Directions:
Scale the entries below from the line with "the yellow jersey" to the line with "Target: player's raised leg" and write out all of those lines, requests included. Multiply each answer point coordinate by 0.7 and round it to a whole number, halves up, but leave the numbers in the requests and their format samples as they are.

--- begin ---

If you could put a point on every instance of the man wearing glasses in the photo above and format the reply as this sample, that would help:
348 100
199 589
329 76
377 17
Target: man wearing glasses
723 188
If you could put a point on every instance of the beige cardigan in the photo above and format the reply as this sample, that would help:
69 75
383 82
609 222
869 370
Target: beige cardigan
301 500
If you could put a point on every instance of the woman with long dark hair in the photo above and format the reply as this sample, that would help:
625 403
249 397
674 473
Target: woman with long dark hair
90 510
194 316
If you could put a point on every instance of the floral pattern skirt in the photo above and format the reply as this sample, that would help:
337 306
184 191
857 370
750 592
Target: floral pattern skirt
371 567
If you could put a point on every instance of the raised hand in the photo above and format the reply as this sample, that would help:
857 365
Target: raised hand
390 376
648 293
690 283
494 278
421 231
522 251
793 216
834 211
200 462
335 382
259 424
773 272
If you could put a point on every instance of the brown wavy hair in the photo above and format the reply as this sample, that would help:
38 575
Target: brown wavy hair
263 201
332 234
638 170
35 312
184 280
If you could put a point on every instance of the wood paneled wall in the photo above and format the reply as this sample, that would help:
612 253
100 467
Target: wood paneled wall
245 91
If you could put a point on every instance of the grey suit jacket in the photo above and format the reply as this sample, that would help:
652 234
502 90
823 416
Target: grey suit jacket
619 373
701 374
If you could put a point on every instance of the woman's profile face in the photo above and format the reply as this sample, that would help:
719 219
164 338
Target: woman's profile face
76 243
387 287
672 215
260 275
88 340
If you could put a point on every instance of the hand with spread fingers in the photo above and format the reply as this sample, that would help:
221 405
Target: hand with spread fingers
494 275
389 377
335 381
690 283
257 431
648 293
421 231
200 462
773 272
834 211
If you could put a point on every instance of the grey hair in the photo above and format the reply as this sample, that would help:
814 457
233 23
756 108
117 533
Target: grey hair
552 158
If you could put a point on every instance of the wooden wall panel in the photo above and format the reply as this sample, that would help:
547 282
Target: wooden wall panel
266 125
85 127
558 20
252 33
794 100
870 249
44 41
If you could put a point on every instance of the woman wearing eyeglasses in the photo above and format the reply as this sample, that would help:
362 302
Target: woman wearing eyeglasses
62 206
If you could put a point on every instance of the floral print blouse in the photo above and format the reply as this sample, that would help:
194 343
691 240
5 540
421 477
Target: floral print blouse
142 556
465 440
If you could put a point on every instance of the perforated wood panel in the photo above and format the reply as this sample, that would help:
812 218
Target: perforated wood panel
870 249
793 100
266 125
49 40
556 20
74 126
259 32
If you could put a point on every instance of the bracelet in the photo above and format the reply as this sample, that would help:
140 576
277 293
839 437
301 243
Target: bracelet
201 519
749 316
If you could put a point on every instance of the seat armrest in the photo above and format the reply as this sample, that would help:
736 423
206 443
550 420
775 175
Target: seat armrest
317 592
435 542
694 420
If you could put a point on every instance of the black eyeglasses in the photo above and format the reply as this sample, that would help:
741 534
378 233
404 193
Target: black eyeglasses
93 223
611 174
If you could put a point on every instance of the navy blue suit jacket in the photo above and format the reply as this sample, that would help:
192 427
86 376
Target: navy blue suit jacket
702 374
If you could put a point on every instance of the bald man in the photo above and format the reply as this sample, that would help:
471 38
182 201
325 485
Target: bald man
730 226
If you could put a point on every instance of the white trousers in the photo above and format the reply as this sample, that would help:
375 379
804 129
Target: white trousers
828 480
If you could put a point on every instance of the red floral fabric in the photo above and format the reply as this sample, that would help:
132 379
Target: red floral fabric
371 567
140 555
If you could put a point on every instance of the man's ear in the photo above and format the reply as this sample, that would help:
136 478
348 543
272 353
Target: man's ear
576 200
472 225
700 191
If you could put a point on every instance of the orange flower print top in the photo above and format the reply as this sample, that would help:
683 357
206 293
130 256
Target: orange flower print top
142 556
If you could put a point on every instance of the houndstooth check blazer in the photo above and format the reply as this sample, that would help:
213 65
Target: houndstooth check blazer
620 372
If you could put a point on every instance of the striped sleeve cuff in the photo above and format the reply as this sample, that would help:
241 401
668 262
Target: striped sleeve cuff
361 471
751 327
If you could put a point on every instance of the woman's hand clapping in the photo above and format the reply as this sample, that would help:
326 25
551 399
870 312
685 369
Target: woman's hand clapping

--- end ---
--- begin ---

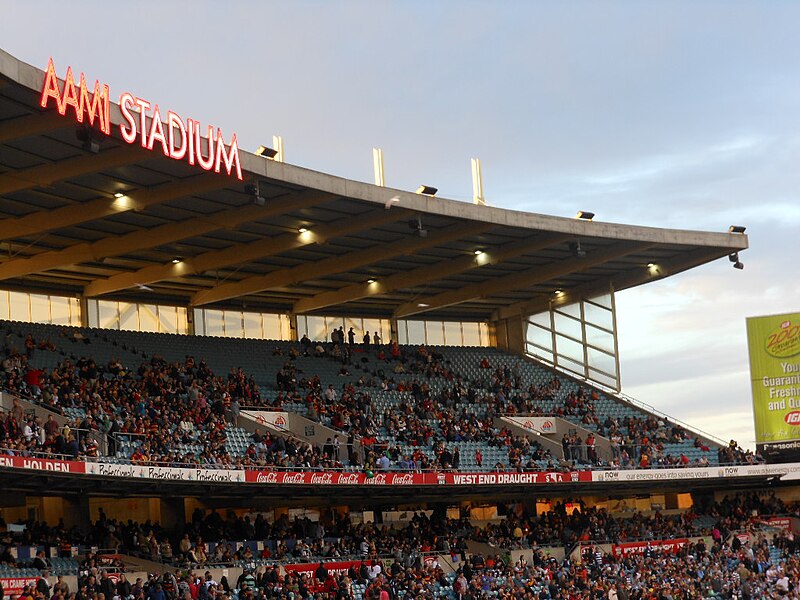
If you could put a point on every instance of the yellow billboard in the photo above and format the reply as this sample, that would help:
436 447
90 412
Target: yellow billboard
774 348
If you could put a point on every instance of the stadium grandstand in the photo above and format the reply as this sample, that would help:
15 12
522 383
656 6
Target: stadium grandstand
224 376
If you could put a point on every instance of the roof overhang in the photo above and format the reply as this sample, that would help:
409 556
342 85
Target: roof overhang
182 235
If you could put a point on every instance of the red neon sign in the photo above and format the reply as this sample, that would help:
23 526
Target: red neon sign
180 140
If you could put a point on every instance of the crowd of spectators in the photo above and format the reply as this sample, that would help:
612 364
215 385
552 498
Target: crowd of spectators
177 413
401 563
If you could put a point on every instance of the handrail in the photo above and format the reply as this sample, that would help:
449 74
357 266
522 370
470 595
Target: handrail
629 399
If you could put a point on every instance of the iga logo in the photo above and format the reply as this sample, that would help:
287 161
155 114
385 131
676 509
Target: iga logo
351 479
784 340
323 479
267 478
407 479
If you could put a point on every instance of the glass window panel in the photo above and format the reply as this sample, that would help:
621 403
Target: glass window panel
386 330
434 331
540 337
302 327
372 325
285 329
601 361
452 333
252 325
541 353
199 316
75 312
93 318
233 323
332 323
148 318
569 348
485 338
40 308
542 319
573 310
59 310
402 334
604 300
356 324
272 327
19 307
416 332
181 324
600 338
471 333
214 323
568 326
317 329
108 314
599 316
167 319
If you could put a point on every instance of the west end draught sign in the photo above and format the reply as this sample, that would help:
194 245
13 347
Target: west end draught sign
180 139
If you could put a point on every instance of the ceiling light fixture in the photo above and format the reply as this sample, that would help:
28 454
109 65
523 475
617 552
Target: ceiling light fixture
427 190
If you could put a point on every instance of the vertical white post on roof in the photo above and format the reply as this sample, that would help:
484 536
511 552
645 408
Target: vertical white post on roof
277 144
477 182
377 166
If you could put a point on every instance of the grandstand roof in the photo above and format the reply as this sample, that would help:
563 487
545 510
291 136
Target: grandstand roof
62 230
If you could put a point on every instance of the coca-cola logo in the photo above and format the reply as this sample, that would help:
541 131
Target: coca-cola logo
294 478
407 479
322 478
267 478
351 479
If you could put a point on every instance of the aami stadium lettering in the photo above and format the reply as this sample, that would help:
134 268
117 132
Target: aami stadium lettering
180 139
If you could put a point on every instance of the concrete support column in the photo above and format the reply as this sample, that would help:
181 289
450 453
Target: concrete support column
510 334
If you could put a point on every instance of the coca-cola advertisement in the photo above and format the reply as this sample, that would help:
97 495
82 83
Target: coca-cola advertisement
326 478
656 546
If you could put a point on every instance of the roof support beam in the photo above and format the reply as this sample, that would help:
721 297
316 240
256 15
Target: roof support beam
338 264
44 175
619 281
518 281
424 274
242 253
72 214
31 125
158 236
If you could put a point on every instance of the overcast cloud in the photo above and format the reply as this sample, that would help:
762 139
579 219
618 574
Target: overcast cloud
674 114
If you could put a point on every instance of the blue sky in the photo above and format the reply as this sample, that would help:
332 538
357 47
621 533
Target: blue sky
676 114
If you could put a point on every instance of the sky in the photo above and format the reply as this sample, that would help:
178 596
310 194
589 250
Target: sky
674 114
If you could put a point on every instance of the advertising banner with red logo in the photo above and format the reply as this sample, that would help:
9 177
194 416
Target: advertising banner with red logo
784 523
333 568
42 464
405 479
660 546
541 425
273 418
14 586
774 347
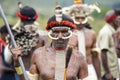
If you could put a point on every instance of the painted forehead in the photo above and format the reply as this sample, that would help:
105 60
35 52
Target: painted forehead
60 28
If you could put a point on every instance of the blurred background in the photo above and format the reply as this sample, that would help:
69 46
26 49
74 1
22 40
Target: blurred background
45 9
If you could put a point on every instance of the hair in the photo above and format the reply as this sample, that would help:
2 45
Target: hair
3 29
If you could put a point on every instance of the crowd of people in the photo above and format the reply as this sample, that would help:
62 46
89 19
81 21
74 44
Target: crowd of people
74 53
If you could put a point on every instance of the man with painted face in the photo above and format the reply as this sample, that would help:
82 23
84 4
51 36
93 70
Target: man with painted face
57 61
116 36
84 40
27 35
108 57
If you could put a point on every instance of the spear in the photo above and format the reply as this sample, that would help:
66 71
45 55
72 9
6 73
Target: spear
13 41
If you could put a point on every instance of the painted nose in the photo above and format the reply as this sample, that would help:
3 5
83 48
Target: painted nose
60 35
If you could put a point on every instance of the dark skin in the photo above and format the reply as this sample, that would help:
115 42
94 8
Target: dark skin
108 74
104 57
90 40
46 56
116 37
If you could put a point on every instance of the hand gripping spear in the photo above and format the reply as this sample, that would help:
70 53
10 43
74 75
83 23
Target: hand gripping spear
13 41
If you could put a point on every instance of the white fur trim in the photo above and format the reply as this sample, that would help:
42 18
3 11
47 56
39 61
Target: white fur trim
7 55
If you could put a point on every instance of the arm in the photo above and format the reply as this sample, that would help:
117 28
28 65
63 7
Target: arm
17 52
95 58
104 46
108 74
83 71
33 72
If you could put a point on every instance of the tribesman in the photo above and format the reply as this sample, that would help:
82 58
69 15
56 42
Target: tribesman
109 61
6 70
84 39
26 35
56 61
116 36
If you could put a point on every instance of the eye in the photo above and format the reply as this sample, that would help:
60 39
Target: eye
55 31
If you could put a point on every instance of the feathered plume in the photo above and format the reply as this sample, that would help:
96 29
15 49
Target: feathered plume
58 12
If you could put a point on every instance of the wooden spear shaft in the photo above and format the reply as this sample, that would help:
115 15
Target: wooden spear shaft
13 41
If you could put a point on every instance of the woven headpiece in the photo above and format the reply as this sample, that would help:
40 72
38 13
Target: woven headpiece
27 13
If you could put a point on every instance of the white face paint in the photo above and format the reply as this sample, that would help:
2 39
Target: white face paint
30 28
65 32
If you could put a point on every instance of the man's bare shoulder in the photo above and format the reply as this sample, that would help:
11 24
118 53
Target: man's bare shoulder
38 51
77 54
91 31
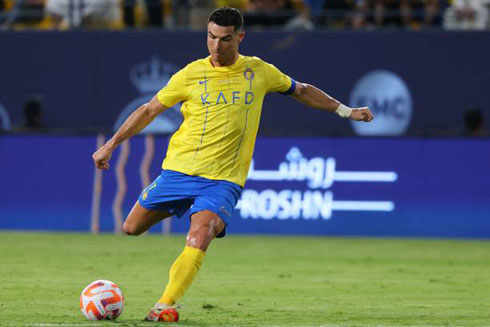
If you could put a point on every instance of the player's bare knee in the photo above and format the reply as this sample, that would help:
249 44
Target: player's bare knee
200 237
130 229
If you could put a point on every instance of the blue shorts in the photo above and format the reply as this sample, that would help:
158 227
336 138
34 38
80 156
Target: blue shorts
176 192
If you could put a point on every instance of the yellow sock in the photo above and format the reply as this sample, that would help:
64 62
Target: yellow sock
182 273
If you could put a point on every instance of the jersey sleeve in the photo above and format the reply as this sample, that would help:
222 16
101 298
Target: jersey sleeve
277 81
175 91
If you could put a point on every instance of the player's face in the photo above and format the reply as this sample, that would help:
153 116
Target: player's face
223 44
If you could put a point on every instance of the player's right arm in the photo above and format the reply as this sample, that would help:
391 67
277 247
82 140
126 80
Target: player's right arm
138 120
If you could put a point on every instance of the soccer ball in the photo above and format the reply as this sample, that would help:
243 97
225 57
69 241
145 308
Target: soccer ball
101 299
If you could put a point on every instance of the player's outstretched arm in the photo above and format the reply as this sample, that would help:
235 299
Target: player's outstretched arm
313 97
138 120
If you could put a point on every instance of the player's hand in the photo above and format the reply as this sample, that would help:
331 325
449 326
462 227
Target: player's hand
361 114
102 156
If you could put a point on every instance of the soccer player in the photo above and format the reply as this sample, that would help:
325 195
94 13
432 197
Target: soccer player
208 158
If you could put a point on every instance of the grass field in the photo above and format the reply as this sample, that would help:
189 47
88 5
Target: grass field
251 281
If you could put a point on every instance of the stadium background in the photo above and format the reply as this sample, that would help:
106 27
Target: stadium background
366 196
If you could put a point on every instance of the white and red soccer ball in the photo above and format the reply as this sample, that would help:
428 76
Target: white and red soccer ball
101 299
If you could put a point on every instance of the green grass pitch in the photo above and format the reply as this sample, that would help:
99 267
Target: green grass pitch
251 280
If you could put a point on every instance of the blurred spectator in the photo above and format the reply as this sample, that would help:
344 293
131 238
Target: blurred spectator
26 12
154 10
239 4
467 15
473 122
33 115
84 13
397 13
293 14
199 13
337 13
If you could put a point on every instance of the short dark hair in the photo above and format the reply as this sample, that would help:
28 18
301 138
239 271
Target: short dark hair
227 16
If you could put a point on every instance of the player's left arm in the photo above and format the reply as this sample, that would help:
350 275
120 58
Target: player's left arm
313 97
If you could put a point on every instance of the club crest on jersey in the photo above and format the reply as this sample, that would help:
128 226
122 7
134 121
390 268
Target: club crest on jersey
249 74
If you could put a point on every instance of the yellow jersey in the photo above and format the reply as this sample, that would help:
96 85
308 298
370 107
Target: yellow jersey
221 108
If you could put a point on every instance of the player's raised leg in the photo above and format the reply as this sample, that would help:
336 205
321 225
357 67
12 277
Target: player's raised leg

--- end ---
--- begin ---

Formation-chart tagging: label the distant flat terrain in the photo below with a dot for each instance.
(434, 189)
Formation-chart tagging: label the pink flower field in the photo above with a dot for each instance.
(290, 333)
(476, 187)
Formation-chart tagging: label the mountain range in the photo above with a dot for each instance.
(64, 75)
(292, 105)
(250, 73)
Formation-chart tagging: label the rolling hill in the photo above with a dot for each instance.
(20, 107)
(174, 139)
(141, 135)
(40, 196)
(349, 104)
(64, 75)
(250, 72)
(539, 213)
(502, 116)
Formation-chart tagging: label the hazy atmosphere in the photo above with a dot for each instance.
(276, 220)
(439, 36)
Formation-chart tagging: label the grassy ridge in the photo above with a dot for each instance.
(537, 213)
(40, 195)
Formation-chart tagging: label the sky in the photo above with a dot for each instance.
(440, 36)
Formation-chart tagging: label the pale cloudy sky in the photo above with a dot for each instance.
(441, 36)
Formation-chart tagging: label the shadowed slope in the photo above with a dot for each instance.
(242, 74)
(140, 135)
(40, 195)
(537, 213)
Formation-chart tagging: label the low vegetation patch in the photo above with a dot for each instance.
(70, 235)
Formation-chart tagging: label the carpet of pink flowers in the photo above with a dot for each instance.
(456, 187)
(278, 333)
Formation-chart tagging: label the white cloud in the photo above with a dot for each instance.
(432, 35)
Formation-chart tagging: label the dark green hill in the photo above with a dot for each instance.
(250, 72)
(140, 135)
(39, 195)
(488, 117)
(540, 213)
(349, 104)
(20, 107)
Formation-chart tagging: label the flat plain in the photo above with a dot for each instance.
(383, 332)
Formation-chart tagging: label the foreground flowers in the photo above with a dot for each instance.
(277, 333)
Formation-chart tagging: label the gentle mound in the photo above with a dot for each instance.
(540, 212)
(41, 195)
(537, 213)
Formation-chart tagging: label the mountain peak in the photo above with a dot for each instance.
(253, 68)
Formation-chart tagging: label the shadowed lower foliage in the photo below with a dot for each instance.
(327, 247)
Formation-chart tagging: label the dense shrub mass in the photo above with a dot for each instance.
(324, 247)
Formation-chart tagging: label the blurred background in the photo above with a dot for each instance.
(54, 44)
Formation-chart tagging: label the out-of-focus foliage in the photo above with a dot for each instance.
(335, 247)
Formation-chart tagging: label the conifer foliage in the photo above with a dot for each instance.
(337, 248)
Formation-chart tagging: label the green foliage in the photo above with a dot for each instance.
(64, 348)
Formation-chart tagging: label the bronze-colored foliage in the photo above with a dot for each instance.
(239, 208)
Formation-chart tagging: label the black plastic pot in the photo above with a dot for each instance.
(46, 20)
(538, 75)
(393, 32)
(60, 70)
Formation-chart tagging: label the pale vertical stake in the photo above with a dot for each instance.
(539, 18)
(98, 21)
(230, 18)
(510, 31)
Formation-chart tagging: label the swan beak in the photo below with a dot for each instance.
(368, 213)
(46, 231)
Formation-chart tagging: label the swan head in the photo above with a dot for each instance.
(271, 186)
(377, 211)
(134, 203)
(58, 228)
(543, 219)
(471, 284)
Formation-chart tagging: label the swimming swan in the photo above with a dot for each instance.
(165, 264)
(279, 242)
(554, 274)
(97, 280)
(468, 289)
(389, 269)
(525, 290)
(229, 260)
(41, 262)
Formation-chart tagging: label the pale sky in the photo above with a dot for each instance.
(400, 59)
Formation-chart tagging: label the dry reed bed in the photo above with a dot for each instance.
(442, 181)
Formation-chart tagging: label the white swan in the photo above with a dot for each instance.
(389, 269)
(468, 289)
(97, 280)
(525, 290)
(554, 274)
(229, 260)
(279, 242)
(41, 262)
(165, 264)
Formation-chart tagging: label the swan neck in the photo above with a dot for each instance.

--- end ---

Expected answer:
If you could put a point on every instance of the yellow jersey in the photo above and format the reply as this sample, that would help:
96 85
308 298
370 107
Target: yellow jersey
155 76
If you could put a point on every instance of the player's raised leg in the photo above and format the reply as this sample, that would help:
336 205
321 225
357 67
12 277
Target: player's raised leg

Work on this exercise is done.